→ Bloc de texte
::::::

José-Louis Bocquet et Catel Muller : Modèle vivant
Livres

José-Louis Bocquet et Catel Muller : Modèle vivant

José-Louis Bocquet et Catel Muller font revivre l’égérie des surréalistes dans une bande dessinée envoûtante: Kiki de Montparnasse.

Fraîchement débarquée de sa Bourgogne natale, montrant d’abord ses seins pour trois francs dans les rues de Paris, Alice Prin (1901-1953), dite Kiki, est rapidement remarquée par Kisling, Soutine, Foujita et Modigliani pour qui elle sera un modèle privilégié tout au long des années 20. Sa liaison avec Man Ray, qui l’immortalise dans Le Violon d’Ingres (la célèbre femme-violoncelle au turban, c’est elle), icône de la photographie surréaliste, lui vaudra également d’apparaître dans des films de l’avant-garde française et d’être l’une des figurines en fil de fer d’Alexander Calder.

Reine de ce Montparnasse qui fut ni plus ni moins le centre du monde artistique entre les deux guerres, le célèbre modèle devenue peintre à son tour, puis chanteuse de cabaret, méritait bien que gravite autour de sa personne ce bel hommage aux années folles. L’album, composé de plus de 300 planches et paru dans la collection d’élite "Écritures" chez Casterman, oscille en effet entre l’épopée d’une libertine des plus attachantes et la peinture de moeurs, dédiée à ce quartier parisien où sont apparues toutes les formes de l’art moderne.

::::::

(Enregistrements d'annotations de détection)

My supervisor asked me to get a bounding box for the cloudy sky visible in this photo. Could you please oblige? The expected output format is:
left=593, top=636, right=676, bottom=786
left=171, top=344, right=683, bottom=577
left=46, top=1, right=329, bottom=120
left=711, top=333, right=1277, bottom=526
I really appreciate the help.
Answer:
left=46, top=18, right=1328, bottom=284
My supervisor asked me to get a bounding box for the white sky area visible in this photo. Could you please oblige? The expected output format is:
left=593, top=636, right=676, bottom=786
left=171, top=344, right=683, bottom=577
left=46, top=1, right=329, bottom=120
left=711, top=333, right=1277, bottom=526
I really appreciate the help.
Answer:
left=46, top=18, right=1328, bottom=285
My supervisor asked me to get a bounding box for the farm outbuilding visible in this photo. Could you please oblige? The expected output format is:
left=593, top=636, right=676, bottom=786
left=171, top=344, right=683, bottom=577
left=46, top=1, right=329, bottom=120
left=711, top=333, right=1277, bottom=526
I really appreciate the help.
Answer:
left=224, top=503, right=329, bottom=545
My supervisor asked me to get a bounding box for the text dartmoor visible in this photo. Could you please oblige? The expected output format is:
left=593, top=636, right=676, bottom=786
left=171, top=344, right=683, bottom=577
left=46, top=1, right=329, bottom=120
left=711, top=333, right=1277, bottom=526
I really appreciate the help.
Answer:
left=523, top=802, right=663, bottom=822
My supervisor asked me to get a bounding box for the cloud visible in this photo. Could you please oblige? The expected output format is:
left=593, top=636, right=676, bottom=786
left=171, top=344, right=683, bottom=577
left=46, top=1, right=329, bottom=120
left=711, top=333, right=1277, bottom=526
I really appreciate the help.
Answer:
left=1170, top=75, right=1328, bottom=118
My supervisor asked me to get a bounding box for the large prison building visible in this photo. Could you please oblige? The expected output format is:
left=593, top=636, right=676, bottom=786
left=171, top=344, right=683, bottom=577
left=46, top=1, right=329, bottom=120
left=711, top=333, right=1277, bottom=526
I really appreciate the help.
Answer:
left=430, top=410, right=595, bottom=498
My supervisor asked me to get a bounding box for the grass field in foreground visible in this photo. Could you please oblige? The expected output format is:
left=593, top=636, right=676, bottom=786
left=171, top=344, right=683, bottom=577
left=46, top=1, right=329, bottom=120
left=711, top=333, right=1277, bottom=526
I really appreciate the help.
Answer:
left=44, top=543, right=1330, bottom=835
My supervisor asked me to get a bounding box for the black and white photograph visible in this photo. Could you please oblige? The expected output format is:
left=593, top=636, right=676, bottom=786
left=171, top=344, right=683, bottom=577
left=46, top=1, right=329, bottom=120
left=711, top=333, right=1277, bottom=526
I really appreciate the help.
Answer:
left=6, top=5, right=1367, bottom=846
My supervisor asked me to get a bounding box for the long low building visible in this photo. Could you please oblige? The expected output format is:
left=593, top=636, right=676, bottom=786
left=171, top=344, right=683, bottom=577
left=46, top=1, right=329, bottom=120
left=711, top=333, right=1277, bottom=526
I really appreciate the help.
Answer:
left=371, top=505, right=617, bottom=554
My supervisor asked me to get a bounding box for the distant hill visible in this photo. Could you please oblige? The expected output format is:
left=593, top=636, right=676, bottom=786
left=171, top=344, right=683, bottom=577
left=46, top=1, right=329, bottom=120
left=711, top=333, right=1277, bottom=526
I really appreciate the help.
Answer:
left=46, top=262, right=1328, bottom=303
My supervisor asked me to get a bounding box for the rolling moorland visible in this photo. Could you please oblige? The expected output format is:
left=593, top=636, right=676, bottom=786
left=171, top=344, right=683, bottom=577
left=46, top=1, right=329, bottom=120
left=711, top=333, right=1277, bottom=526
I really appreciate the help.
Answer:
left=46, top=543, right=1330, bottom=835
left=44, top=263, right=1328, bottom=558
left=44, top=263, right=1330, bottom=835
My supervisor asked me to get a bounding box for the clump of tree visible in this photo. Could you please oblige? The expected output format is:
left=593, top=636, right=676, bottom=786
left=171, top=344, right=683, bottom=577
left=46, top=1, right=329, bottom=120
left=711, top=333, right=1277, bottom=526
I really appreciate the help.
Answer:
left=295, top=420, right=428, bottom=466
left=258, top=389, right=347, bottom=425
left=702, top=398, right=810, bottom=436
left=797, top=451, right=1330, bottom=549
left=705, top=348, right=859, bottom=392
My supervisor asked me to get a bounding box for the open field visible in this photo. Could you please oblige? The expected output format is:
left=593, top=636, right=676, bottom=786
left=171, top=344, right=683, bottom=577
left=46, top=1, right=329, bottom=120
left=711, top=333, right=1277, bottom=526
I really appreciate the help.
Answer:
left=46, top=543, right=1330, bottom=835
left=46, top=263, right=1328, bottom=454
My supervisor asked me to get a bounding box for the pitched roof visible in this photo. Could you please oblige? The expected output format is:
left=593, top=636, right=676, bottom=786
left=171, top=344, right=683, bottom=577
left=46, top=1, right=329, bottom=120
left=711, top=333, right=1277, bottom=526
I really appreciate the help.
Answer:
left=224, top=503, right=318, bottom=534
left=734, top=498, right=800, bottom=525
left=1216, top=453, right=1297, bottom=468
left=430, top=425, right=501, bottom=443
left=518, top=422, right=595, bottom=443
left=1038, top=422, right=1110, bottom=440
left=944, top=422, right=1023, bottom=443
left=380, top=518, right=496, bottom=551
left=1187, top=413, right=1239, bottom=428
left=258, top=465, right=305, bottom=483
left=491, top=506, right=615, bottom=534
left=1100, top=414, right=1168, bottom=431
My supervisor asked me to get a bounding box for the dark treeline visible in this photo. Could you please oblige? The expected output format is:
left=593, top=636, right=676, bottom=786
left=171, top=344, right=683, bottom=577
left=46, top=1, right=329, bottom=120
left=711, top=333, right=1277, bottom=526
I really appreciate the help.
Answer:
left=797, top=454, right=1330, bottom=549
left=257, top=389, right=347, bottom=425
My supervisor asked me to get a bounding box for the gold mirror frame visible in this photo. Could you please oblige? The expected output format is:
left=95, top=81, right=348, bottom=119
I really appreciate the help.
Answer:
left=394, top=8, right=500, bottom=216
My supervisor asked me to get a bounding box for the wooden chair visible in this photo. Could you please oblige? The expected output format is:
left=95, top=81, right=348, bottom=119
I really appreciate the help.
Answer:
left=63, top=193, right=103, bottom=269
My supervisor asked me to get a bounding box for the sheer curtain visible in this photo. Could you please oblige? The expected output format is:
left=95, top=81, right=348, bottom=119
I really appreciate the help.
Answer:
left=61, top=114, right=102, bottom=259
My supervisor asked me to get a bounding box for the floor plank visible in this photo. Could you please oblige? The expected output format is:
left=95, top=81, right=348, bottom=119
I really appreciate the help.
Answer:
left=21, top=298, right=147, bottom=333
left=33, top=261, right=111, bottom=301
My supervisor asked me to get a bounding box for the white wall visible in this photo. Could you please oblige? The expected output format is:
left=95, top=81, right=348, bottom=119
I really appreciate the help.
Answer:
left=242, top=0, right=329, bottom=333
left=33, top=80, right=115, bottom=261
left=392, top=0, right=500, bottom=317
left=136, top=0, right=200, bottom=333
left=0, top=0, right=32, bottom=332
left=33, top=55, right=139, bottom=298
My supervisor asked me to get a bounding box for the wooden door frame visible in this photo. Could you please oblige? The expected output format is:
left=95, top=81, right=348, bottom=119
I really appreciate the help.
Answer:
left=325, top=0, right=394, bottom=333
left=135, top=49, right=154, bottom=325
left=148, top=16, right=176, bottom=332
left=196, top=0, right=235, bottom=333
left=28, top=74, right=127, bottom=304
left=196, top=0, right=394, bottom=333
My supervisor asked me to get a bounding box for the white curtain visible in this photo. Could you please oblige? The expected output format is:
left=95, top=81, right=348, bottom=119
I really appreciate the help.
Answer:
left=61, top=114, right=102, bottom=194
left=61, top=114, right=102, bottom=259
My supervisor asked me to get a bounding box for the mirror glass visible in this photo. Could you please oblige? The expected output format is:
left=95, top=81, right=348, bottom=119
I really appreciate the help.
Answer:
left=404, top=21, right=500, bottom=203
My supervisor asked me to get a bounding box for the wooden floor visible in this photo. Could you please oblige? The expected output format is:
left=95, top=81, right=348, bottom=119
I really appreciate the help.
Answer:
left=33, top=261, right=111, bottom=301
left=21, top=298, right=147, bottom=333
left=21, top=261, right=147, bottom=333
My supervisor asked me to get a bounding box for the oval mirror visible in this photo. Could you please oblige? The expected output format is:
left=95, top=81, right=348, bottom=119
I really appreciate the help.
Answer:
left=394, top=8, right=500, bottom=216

::::::

→ Consigne donnée A
Recopiez fidèlement le passage de l'article sur Kiki de Montparnasse, de "José-Louis Bocquet et Catel Muller font" à "fer d’Alexander Calder.".
→ Consigne donnée B
D'après l'article sur Kiki de Montparnasse, dans quelle collection et chez quel éditeur l'album est-il paru ?

→ Réponse rédigée A
José-Louis Bocquet et Catel Muller font revivre l’égérie des surréalistes dans une bande dessinée envoûtante: Kiki de Montparnasse.

Fraîchement débarquée de sa Bourgogne natale, montrant d’abord ses seins pour trois francs dans les rues de Paris, Alice Prin (1901-1953), dite Kiki, est rapidement remarquée par Kisling, Soutine, Foujita et Modigliani pour qui elle sera un modèle privilégié tout au long des années 20. Sa liaison avec Man Ray, qui l’immortalise dans Le Violon d’Ingres (la célèbre femme-violoncelle au turban, c’est elle), icône de la photographie surréaliste, lui vaudra également d’apparaître dans des films de l’avant-garde française et d’être l’une des figurines en fil de fer d’Alexander Calder.

→ Réponse rédigée B
Dans la collection « Écritures », chez Casterman.